WHAT NEEDS TO BE DONE
Start at the line containing "TARGET: hawk head" and transcribe every line exactly through the end of the records below, and only those lines.

Entries from a dataset
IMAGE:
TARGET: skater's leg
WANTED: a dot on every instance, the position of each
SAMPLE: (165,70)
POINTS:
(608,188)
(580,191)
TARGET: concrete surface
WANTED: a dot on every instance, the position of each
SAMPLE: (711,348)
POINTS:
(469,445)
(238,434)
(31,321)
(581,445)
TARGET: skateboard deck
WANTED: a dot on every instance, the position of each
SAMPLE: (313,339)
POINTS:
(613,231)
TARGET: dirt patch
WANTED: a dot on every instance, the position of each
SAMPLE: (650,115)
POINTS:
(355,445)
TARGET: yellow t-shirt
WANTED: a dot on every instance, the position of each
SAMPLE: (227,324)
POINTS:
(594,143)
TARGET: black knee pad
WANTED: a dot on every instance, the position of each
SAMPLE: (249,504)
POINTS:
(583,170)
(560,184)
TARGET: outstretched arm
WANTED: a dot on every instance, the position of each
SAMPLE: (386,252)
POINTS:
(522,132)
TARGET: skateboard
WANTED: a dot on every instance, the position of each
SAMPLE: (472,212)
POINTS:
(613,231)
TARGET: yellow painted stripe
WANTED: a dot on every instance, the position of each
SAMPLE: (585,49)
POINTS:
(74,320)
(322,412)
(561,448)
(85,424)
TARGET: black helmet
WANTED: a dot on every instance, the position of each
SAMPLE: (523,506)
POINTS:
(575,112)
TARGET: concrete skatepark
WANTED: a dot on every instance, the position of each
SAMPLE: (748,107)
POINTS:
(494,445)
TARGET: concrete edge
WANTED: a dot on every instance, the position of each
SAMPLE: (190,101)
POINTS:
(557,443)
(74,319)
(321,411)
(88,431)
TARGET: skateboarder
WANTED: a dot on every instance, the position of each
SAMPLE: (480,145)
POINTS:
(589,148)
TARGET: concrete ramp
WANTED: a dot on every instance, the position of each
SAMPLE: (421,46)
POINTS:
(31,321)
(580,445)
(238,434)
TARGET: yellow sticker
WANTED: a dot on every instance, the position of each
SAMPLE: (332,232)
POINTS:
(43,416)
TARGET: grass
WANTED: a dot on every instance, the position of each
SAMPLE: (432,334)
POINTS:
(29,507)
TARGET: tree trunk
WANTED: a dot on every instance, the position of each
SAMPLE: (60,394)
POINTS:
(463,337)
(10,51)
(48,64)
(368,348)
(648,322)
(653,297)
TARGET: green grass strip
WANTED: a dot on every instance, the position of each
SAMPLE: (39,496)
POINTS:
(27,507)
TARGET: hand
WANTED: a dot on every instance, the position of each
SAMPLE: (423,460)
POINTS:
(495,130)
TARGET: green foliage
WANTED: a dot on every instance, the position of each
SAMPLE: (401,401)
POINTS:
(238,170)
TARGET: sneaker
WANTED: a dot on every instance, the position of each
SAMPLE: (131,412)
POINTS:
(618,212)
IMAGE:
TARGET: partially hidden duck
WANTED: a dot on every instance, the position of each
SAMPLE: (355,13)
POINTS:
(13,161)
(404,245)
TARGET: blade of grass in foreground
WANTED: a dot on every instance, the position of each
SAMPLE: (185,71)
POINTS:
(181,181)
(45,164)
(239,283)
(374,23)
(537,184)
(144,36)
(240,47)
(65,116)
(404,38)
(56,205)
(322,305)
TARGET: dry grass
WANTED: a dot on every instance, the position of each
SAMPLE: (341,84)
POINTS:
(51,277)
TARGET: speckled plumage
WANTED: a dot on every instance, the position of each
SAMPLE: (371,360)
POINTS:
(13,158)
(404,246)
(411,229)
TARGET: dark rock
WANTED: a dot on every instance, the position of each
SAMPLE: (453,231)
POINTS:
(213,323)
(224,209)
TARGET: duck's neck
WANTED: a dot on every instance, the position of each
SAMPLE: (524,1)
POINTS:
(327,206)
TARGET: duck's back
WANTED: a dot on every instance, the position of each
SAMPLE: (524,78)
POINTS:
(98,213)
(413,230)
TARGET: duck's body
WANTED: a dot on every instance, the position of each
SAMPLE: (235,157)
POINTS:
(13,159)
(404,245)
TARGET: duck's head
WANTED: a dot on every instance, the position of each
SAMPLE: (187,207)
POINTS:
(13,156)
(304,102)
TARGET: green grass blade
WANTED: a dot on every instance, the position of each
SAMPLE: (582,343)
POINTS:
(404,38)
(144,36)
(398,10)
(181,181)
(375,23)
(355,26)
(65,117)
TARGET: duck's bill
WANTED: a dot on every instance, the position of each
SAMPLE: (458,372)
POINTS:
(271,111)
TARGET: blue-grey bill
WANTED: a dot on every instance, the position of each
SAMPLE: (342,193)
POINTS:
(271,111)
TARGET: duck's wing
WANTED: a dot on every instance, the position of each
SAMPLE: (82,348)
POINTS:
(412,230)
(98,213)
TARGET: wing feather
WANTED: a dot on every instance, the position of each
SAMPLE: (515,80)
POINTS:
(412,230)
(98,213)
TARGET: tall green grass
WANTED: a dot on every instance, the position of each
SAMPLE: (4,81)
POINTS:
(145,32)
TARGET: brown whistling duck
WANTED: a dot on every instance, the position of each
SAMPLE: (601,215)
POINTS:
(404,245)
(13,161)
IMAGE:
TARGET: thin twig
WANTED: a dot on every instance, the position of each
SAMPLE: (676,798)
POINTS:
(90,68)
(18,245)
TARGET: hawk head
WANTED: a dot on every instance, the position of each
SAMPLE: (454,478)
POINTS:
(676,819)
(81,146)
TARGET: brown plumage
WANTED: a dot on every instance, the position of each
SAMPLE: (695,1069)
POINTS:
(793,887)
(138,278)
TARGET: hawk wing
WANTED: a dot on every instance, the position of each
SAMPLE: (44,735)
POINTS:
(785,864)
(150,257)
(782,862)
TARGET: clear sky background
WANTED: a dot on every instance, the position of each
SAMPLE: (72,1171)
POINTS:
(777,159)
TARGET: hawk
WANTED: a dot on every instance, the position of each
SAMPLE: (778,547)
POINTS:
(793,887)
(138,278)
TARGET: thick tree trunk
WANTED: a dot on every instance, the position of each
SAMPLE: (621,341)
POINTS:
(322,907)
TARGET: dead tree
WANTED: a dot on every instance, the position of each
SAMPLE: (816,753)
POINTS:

COMPLETED EXERCISE
TARGET: hawk head
WANTED: a dot on every instance, the position of each
SAMPLE: (454,478)
POINTS:
(676,819)
(81,146)
TARGET: brown plumage
WANTED: a dot on every instance, the position of each
SAMPLE: (695,1069)
POINTS:
(793,887)
(138,278)
TARGET: hawk wing
WANTED: a dot on every instance, the position of each
SAMPLE: (44,735)
POINTS:
(785,864)
(150,257)
(782,862)
TARGET: clear sky background
WANTED: a dot on every instance, the position of each
SAMPLE: (72,1171)
POINTS:
(777,159)
TARGET: hawk
WANTED: a dot on every instance, the position of each
SAMPLE: (778,547)
POINTS:
(793,887)
(138,278)
TARGET: thick tree trunk
WANTED: a dot on every instance, the position of each
SAMPLE: (621,341)
POINTS:
(322,907)
TARGET: dead tree
WANTED: a dot on every instance, the position of each
SAMPLE: (816,753)
POINTS:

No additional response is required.